- [Task details]
From the line that contains "# find every instance of the yellow" to the end of the records below, copy every line exactly. Both the first and last of these lines count.

Segment Start: Data for processing

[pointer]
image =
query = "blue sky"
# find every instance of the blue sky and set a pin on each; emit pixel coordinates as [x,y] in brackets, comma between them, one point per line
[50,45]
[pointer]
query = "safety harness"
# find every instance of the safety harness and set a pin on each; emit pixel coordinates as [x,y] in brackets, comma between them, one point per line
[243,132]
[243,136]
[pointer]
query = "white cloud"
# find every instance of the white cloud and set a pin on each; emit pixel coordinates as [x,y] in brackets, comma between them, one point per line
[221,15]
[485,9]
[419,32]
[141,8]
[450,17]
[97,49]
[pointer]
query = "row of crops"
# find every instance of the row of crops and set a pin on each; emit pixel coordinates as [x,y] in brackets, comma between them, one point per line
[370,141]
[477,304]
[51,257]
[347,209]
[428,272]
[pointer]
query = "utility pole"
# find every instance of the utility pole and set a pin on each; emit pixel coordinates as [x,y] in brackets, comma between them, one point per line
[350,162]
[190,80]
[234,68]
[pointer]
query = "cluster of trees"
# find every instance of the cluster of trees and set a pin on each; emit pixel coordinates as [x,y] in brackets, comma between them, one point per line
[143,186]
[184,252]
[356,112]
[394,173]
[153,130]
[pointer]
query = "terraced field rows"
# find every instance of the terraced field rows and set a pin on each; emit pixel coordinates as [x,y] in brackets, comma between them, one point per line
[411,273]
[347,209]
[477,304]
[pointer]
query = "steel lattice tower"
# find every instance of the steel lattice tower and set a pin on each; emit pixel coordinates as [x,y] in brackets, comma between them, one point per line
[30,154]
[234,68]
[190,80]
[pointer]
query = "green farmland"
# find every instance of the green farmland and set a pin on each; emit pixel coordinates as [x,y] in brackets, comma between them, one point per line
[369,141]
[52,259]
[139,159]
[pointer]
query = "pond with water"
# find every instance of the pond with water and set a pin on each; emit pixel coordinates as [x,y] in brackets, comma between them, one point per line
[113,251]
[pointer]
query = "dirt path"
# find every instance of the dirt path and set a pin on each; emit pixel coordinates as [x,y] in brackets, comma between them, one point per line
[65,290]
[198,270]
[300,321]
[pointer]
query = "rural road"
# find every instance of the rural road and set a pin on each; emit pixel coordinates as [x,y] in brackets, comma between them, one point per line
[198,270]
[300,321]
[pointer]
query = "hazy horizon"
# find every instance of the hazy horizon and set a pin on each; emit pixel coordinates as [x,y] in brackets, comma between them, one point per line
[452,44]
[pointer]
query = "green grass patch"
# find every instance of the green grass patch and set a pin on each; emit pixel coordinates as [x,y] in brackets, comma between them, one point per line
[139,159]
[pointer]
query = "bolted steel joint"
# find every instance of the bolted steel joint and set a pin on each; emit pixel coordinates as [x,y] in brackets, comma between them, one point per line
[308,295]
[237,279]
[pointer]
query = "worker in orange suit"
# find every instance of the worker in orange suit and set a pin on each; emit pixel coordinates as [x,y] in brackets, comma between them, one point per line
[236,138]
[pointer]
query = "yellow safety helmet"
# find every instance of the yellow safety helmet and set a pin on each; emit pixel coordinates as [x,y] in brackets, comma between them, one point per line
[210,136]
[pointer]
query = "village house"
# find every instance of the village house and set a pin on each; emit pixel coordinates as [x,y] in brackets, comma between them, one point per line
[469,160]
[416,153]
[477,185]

Segment End: Data for processing

- [Task answer]
# find every instance of the yellow safety helmet and set a pin on each; emit pixel coordinates as [x,y] in brackets, comma between them, one point per line
[210,136]
[pointer]
query = "village house"
# find every instance of the village house and set a pin on each; emit pixel coordinates as [x,y] in brackets, comma between them, one point per line
[469,160]
[416,153]
[477,185]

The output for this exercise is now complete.